*Given instruction*
Copy out the records below word for word, leaving out the pictures.

*Data provided*
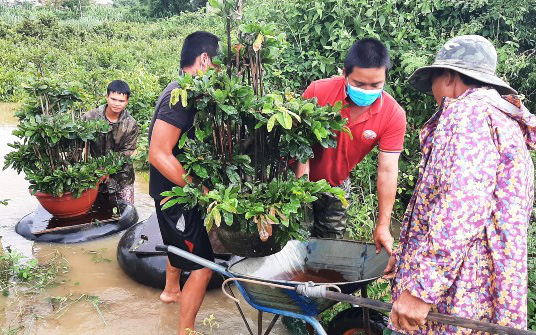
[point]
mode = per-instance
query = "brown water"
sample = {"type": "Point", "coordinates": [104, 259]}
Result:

*Complete response*
[point]
mode = per-instance
query = "brown water"
sample = {"type": "Point", "coordinates": [104, 259]}
Result:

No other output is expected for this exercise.